(Beginning of DATA FOR THIS TASK)

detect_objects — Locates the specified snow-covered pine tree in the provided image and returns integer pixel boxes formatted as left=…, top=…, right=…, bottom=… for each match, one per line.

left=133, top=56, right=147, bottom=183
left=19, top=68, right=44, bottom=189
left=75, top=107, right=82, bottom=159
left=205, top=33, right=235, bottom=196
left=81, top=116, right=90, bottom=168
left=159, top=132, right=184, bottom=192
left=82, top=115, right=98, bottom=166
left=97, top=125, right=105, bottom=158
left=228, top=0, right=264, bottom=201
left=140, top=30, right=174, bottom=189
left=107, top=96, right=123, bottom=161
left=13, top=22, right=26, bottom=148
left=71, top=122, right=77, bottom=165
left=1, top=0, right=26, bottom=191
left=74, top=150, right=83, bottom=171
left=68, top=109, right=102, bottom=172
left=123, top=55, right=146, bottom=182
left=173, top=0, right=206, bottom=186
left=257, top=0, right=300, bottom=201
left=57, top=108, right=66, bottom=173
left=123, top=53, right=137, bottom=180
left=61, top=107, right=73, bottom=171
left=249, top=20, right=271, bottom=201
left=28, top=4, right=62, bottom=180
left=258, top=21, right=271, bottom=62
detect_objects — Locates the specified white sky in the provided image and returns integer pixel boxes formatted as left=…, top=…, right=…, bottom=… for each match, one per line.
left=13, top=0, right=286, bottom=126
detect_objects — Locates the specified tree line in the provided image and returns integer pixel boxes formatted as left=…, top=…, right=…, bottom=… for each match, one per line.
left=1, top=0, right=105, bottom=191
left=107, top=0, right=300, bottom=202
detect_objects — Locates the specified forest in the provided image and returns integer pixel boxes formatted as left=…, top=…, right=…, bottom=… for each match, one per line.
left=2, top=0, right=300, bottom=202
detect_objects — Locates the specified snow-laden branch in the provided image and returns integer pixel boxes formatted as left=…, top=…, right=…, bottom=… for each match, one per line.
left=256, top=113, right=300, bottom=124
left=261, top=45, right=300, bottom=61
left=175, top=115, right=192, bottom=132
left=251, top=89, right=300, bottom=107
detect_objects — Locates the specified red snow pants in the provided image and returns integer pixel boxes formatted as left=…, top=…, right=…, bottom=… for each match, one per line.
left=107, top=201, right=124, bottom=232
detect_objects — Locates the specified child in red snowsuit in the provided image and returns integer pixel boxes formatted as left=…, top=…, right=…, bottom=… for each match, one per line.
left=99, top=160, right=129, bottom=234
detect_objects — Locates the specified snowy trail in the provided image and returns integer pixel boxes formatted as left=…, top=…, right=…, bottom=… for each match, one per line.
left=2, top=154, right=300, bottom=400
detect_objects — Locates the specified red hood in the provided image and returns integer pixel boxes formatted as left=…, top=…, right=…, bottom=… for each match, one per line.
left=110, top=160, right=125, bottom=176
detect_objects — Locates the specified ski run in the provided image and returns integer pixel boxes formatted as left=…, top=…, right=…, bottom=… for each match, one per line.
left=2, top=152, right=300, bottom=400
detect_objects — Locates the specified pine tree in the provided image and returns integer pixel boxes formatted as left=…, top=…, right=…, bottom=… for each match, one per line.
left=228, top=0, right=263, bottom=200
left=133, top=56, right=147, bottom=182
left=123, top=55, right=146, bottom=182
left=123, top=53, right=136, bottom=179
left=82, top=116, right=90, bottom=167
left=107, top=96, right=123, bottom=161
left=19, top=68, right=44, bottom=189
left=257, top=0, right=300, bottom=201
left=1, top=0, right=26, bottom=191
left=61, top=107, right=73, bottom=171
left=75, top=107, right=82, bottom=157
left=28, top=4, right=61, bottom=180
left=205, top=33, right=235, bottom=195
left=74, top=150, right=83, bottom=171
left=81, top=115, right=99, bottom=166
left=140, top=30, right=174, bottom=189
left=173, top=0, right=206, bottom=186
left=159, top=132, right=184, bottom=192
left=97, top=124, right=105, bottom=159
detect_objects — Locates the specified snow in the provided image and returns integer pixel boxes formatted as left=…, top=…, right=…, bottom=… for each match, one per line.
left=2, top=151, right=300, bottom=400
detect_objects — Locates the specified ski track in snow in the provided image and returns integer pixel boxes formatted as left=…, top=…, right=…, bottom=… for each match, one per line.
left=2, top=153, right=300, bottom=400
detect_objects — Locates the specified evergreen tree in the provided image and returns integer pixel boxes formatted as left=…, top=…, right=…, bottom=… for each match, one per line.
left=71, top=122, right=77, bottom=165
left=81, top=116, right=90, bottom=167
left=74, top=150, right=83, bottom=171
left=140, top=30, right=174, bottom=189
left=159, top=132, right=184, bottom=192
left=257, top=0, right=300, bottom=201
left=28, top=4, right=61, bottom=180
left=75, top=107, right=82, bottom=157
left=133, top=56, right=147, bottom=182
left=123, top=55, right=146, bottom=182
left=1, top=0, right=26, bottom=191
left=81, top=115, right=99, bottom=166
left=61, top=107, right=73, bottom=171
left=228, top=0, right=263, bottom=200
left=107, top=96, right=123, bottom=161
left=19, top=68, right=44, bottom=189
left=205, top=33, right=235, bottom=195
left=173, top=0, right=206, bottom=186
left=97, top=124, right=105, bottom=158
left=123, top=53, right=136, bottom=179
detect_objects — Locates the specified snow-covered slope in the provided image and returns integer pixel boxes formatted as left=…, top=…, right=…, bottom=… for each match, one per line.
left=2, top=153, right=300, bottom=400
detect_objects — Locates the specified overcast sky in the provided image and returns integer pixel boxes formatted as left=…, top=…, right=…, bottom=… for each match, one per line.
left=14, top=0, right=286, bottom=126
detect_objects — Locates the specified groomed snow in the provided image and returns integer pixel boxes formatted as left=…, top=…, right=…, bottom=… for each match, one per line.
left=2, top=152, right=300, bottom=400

(End of DATA FOR THIS TASK)

§ TASK ITEM
Each record must be returned in full and exactly.

§ EXERCISE OUTPUT
detect_objects — Locates the specified snow-covered pine tree in the provided image and returns integer pixel boxes formatted as left=…, top=…, right=…, bottom=… for each match, one per line.

left=133, top=56, right=147, bottom=183
left=19, top=68, right=44, bottom=189
left=75, top=107, right=82, bottom=159
left=205, top=33, right=235, bottom=196
left=81, top=116, right=90, bottom=168
left=159, top=132, right=184, bottom=192
left=82, top=115, right=98, bottom=166
left=97, top=125, right=105, bottom=158
left=228, top=0, right=264, bottom=201
left=140, top=30, right=174, bottom=189
left=107, top=96, right=123, bottom=161
left=13, top=22, right=26, bottom=148
left=71, top=122, right=77, bottom=165
left=1, top=0, right=26, bottom=191
left=74, top=150, right=83, bottom=171
left=68, top=109, right=102, bottom=172
left=123, top=55, right=146, bottom=182
left=173, top=0, right=206, bottom=186
left=257, top=0, right=300, bottom=201
left=57, top=108, right=66, bottom=173
left=123, top=53, right=137, bottom=180
left=61, top=107, right=73, bottom=171
left=249, top=20, right=271, bottom=201
left=28, top=4, right=62, bottom=180
left=258, top=21, right=271, bottom=62
detect_objects — Locates the specified white sky in the provided image and returns integer pixel boxes formatted as left=…, top=…, right=…, bottom=… for each match, one per line.
left=13, top=0, right=286, bottom=126
detect_objects — Locates the specified tree line in the provided image and returns integer pixel boxes formatted as left=…, top=…, right=…, bottom=… for each match, one per line.
left=1, top=0, right=105, bottom=191
left=107, top=0, right=300, bottom=202
detect_objects — Locates the specified forest in the provided image and returns integer pixel boxes formatted as left=…, top=…, right=…, bottom=… for each match, one per line.
left=2, top=0, right=300, bottom=202
detect_objects — Locates the specified snow-laden branch in the provided image and returns integer pixel boxes formatted as left=…, top=…, right=…, bottom=… for each match, one per line.
left=256, top=113, right=300, bottom=124
left=261, top=45, right=300, bottom=61
left=175, top=115, right=192, bottom=132
left=251, top=89, right=300, bottom=107
detect_objects — Locates the specified red snow pants in the provided image and returns integer pixel boxes formatted as left=…, top=…, right=…, bottom=… for each match, one per line.
left=107, top=201, right=124, bottom=232
detect_objects — Locates the specified child in red snowsuit in the provided image and returns integer pixel boxes formatted as left=…, top=…, right=…, bottom=… for each match, one per line.
left=99, top=160, right=129, bottom=234
detect_objects — Locates the specified snowy trail in the provided image and returns integer pixel boxes formatted as left=…, top=…, right=…, bottom=… for each match, one per line.
left=2, top=154, right=300, bottom=400
detect_objects — Locates the specified red hood in the provided image and returns integer pixel boxes formatted as left=…, top=…, right=…, bottom=… for each match, one per line.
left=110, top=160, right=125, bottom=176
detect_objects — Locates the specified ski run in the provided image and returns integer pixel boxes formatted as left=…, top=…, right=…, bottom=… for each match, one per line.
left=2, top=152, right=300, bottom=400
detect_objects — Locates the specified pine tree in the provided image and returns integer pixel boxes formatted as left=…, top=…, right=…, bottom=… for each match, one per line.
left=228, top=0, right=263, bottom=200
left=133, top=56, right=147, bottom=182
left=123, top=55, right=146, bottom=182
left=123, top=53, right=136, bottom=179
left=82, top=116, right=90, bottom=167
left=107, top=96, right=123, bottom=161
left=19, top=68, right=44, bottom=189
left=257, top=0, right=300, bottom=201
left=1, top=0, right=26, bottom=191
left=61, top=107, right=73, bottom=171
left=75, top=107, right=82, bottom=157
left=28, top=4, right=61, bottom=180
left=205, top=33, right=235, bottom=195
left=74, top=150, right=83, bottom=171
left=81, top=115, right=99, bottom=166
left=140, top=30, right=174, bottom=189
left=173, top=0, right=206, bottom=186
left=159, top=132, right=184, bottom=192
left=97, top=124, right=105, bottom=159
detect_objects — Locates the specified snow in the provided image and returns integer pixel boxes formatted as left=…, top=…, right=…, bottom=… for each match, one per line.
left=2, top=151, right=300, bottom=400
detect_objects — Locates the specified ski track in snow in the provided image and returns integer pixel boxes formatted as left=…, top=…, right=…, bottom=… for each match, one per line.
left=2, top=153, right=300, bottom=400
detect_objects — Locates the specified evergreen tree in the provided image and returns integer pixel boxes formatted as left=…, top=…, right=…, bottom=… for each match, one per line.
left=71, top=122, right=77, bottom=165
left=81, top=116, right=90, bottom=167
left=74, top=150, right=83, bottom=171
left=140, top=30, right=174, bottom=189
left=159, top=132, right=184, bottom=192
left=257, top=0, right=300, bottom=201
left=28, top=4, right=61, bottom=180
left=75, top=107, right=82, bottom=157
left=133, top=56, right=147, bottom=182
left=123, top=55, right=146, bottom=182
left=1, top=0, right=26, bottom=191
left=81, top=115, right=99, bottom=166
left=61, top=107, right=73, bottom=171
left=228, top=0, right=263, bottom=200
left=107, top=96, right=123, bottom=161
left=19, top=68, right=44, bottom=189
left=205, top=33, right=235, bottom=195
left=173, top=0, right=206, bottom=186
left=97, top=124, right=105, bottom=158
left=123, top=53, right=136, bottom=179
detect_objects — Locates the specified snow-covered slope in the provided image and returns integer pixel boxes formatted as left=…, top=…, right=…, bottom=… for each match, one per line.
left=2, top=153, right=300, bottom=400
detect_objects — Locates the specified overcast sky in the provided image and returns integer pixel boxes formatted as left=…, top=…, right=…, bottom=… for each match, one per line.
left=14, top=0, right=286, bottom=126
detect_objects — Locates the specified groomed snow in the provided image and returns integer pixel boxes formatted as left=…, top=…, right=…, bottom=… for each match, one per line.
left=2, top=152, right=300, bottom=400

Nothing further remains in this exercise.